Tarefas a realizar —
**A.** As afirmações (i), (ii) e (iii) abaixo concordam com o texto sobre astrologia? Responda sim ou não para cada uma e cite as palavras do texto que decidem a resposta.
(i) O estudo da UnB pediu a um astrólogo os mapas astrais de 100 pessoas.
(ii) Forer entregou a cada estudante uma descrição diferente, feita para a sua personalidade.
(iii) O estudo de Forer foi realizado em 1948.
**B.** Com base no texto sobre astrologia, responda em uma linha cada pergunta, marcando as respostas como (i), (ii) e (iii).
(i) A que índice de acerto teria chegado o estudo da UnB?
(ii) Qual foi a média de notas obtida no estudo de Forer?
(iii) De onde Forer tirou o texto que deu aos estudantes?
**C.** Dê continuidade ao texto sobre astrologia a partir da última frase apresentada.

Texto extraído —
━━━━━━━━━━━━━━━━
Como era de se esperar, não só a crença na astrologia não diminuiu entre as pessoas comuns como parece não ter diminuído nem mesmo entre alguns jornalistas e pesquisadores.

O estudo da UnB solicitou a um astrólogo que elaborasse os mapas astrais de 100 pessoas, e com base neles produzisse formulários descrevendo características desses participantes. Estes então teriam de avaliar os itens da descrição, dando notas de 1 a 5 para o quanto achassem que essas características seriam acuradas. Para a surpresa e espanto dos pesquisadores, o índice de acerto teria chegado a 95%. Não havia, no entanto, motivo algum para espanto. Já é bem conhecida por qualquer pessoa que pesquise sobre o assunto a característica principal que faz com que as pessoas tenham a impressão de que a astrologia, e outras técnicas adivinhatórias, funcionem. O segredo é fazerem-se descrições suficientemente vagas e que se encaixem suficientemente bem com características da maioria das pessoas, de forma que o leitor sempre encontre alguma coisa que pareça ser acertada. Esse aspecto psicológico que faz com que as pessoas aceitem descrições gerais, que poderiam servir para quase todo mundo, como se fossem feitas unicamente para elas, é conhecido como Efeito Forer (Efeito Forer – http://brazil.skepdic.com/forer.html), e leva o nome do pesquisador que, em 1948, portanto há mais de meio século, fez um estudo muito parecido com o da UnB.

Forer também apresentou a um grupo de estudantes um formulário com características de suas personalidades, e pediu a eles que dessem notas de 1 a 5 para o acerto. A diferença é que, em vez de entregar aos participantes do teste inventários de personalidade reais, deu a todos eles o mesmíssimo texto, tirado de uma coluna de astrologia. O resultado foi uma média de notas elevadíssima, 4,26. Exatamente por ser conhecido há mais de 50 anos, esse efeito precisa ser controlado em qualquer teste da astrologia que se pretenda científico, e isso efetivamente é levado em conta em estudos publicados na literatura.
━━━━━━━━━━━━━━━━
Itens fornecidos —
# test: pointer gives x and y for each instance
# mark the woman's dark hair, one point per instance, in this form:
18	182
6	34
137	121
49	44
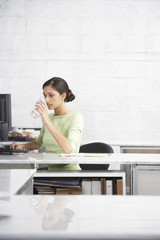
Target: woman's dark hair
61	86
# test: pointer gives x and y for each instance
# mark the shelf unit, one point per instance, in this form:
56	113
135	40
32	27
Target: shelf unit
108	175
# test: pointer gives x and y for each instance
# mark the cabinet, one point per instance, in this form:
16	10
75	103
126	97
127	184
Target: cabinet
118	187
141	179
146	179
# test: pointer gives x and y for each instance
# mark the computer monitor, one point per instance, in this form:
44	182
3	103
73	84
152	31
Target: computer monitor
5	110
━━━━━━━━━━━━━━━━
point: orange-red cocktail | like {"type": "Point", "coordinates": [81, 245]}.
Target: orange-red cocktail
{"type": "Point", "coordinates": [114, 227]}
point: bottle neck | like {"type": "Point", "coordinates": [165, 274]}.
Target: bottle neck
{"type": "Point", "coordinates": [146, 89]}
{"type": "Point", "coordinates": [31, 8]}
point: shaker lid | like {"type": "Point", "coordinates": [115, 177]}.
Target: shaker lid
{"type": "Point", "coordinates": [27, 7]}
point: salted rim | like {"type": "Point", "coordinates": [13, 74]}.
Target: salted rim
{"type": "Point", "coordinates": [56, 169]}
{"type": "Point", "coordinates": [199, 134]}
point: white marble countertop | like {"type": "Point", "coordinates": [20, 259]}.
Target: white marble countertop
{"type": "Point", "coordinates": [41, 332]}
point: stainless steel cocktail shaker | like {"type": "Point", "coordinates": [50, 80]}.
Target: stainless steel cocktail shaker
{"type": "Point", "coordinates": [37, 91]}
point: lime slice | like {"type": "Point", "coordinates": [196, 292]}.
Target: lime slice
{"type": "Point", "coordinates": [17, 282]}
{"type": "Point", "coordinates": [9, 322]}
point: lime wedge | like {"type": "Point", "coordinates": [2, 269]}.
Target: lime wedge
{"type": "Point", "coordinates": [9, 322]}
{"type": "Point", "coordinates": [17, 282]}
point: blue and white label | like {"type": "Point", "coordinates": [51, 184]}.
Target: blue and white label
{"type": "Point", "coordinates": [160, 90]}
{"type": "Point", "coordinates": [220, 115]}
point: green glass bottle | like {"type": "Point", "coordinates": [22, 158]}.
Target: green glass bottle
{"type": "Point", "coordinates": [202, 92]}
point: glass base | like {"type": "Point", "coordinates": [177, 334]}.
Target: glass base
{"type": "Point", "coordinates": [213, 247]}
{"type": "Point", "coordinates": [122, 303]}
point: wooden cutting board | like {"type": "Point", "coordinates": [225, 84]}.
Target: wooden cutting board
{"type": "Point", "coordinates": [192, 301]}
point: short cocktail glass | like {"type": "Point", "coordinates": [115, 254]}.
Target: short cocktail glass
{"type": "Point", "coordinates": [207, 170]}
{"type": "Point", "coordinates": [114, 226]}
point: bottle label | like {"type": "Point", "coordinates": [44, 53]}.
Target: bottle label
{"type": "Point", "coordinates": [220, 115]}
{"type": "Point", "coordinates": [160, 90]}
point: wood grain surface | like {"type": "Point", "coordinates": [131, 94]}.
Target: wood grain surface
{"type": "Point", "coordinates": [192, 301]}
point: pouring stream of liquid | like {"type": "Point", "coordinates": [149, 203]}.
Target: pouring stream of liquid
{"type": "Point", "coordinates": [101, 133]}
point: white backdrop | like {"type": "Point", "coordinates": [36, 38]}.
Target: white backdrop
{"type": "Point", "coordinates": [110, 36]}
━━━━━━━━━━━━━━━━
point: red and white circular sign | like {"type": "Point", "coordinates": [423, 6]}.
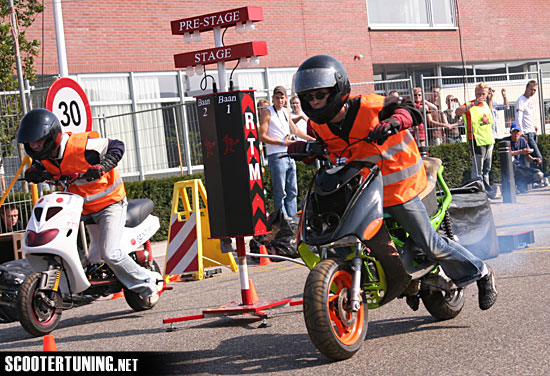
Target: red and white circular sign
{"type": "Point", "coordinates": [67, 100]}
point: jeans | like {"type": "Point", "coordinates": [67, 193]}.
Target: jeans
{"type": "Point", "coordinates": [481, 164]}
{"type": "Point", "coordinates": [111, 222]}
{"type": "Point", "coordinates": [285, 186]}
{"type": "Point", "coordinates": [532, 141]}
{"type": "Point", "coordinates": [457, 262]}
━━━━━━━━━━━━━━━━
Respostas fornecidas —
**A.**
(i) Sim: "O estudo da UnB solicitou a um astrólogo que elaborasse os mapas astrais de 100 pessoas"
(ii) Não: "deu a todos eles o mesmíssimo texto, tirado de uma coluna de astrologia"
(iii) Sim: "em 1948, portanto há mais de meio século"

**B.**
(i) 95%.
(ii) 4,26.
(iii) De uma coluna de astrologia.

**C.**
Opinião crítica

James Randi, o mágico americano conhecido por oferecer um prêmio de 1 milhão de dólares a qualquer um que consiga comprovar fenômenos paranormais, relata que, na juventude, foi responsável pela coluna de astrologia de um jornal canadense. Escrevia a coluna com o pseudônimo de Zo-Ran, simplesmente recortando os horóscopos de revistas antigas, colocando os papéis dentro de um chapéu e sorteando o que iria colocar sob cada signo. A despeito desse método nada astrológico, muito menos científico, de produzir horóscopos, não faltaram comentários elogiosos de leitores. O mesmo Randi, num programa de rádio, certa vez fez a leitura de uma descrição das características de um ouvinte, que supostamente teriam sido obtidas através da astrologia. O ouvinte prontamente as identificou como acertadas. Randi disse então ter cometido um engano, e que teria lido informações que na verdade eram de outra pessoa, e então leu outra que seria a descrição correta. O ouvinte classificou a esta última como ainda mais correta que a primeira. Ambas, no entanto, eram falsas.

Obter ‘acertos’ da forma que a astrologia faz é, obviamente, bastante fácil. Resumindo, já se sabe, há muito tempo, que a base da astrologia é dizer coisas como ‘você provavelmente come pão’. Nota 5!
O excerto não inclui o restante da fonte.